**Instruction**: Put the lines from the line with "the child's ponytail" to the line with "[[444, 81], [353, 8]]", both included, into a numbered list, and leave out any blank lines.

(Entries from a dataset)
------------------------

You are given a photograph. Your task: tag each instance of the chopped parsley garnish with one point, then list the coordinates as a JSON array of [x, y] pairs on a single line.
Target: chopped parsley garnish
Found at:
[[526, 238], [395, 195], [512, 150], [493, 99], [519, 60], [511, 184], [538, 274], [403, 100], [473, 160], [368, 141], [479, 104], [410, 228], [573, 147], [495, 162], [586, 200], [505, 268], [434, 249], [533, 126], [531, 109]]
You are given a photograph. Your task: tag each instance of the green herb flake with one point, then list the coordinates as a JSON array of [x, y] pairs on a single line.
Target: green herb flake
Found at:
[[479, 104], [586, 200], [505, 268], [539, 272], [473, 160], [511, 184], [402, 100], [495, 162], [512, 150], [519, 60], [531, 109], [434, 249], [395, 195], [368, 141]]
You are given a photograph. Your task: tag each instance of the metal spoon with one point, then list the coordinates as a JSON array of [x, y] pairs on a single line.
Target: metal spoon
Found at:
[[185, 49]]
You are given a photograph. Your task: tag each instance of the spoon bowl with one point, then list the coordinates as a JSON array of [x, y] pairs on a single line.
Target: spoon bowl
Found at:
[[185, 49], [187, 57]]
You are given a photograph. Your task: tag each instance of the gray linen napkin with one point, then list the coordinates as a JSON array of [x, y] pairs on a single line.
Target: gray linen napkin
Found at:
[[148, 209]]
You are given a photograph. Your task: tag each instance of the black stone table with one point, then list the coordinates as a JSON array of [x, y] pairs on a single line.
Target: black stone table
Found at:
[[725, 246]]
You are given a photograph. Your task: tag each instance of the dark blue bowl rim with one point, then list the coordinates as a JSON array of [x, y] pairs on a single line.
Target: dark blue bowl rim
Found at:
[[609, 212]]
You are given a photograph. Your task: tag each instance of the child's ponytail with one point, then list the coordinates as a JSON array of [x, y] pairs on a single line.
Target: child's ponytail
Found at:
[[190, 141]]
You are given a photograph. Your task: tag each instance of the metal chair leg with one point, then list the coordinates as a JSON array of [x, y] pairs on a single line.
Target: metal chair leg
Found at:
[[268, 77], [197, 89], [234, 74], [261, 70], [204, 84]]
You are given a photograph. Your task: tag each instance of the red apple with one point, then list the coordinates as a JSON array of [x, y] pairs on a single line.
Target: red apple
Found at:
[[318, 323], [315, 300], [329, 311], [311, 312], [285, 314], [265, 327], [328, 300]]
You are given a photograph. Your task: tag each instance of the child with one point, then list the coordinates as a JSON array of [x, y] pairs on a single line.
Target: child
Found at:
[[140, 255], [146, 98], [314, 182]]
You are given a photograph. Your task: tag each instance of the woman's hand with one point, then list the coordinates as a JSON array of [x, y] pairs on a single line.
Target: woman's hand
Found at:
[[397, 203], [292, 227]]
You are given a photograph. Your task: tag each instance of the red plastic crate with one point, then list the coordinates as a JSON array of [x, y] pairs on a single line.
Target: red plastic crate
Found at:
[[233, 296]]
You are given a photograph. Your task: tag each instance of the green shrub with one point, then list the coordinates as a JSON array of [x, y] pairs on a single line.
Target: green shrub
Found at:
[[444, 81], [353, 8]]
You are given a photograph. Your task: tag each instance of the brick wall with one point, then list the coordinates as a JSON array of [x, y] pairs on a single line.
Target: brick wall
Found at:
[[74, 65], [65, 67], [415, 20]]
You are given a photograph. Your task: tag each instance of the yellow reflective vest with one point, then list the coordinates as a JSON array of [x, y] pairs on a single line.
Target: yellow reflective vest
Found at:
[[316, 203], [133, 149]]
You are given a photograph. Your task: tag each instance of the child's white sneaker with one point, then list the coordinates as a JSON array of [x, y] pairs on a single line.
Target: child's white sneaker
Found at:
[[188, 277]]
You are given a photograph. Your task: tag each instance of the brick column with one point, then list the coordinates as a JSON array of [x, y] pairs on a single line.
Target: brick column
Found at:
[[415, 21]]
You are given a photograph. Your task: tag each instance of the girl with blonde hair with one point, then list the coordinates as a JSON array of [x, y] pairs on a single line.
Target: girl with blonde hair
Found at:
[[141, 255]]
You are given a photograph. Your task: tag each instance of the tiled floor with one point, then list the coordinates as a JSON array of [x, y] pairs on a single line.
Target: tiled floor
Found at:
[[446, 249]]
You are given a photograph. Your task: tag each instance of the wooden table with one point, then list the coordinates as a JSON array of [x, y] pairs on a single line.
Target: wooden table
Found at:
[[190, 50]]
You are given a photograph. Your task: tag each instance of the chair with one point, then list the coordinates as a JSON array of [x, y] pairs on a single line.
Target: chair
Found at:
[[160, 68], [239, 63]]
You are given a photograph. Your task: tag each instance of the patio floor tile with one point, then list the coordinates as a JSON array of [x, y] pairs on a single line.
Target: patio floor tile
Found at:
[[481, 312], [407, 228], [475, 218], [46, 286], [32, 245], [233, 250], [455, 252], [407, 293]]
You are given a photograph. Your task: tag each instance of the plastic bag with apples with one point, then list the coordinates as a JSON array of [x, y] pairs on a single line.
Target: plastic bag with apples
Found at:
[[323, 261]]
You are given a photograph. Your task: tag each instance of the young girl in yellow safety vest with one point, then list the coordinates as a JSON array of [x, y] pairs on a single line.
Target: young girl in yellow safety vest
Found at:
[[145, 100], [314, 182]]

------------------------

**Output for this task**:
1. You are given a photograph. Your task: tag each instance of the child's ponytail with one point, then list the coordinates as a JSON array of [x, y] pairs on a single line.
2. Target: child's ponytail
3. Found at:
4. [[190, 141]]
5. You are given a photograph. Your task: tag each instance of the metal chair leg with one point, then list the coordinates as a JSON array of [x, y] pairs on a single line.
6. Target: metal chair leg
7. Found at:
8. [[268, 77], [197, 89], [234, 74], [261, 70], [204, 84]]
9. You are given a photograph. Your task: tag each instance of the red apple with one point, then list the coordinates as a JSON array of [x, y] pairs on a single line.
10. Target: red apple
11. Found at:
12. [[318, 323], [315, 300], [329, 311], [311, 312], [285, 314], [265, 327], [328, 300]]
13. You are given a photograph. Your task: tag each instance of the child with one point, then list the coordinates as a JSON array of [x, y] pairs on a single line.
14. Target: child
15. Found at:
16. [[140, 255], [146, 98], [314, 182]]
17. You are given a photograph. Your task: tag each instance of the woman's hand with one point, then list the coordinates as a JSON array of [x, y] pairs on a single line.
18. Target: woman's hand
19. Found at:
20. [[397, 203], [292, 227]]
21. You are given a photograph. Your task: tag each instance of the red plastic crate with one point, then list the coordinates as a JSON array of [x, y] pairs on a single line.
22. Target: red plastic crate
23. Found at:
24. [[233, 296]]
25. You are given a photograph. Your task: tag each instance of the green shrub with one point, then list the coordinates as a JSON array of [x, y] pairs on a single line.
26. Target: green shrub
27. Found at:
28. [[444, 81], [353, 8]]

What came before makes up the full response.